**Exercise**
Only an exact, line-for-line copy of the data will serve as the answer.

**Data for analysis**
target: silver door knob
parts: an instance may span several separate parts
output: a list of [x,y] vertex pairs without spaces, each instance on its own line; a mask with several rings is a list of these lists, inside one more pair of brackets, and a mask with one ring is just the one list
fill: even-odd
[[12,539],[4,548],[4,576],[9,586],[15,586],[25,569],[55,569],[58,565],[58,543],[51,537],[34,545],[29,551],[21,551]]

**Solved problem**
target: silver door knob
parts: an instance may span several separate parts
output: a list of [x,y] vertex pairs without spaces, each instance on its own line; a mask with several rings is a list of these lists, inside one more pair of brackets, and a mask with one ring is just the one list
fill: even-odd
[[12,539],[4,548],[4,576],[9,586],[15,586],[25,569],[55,569],[58,565],[58,543],[51,537],[34,545],[29,551],[21,551]]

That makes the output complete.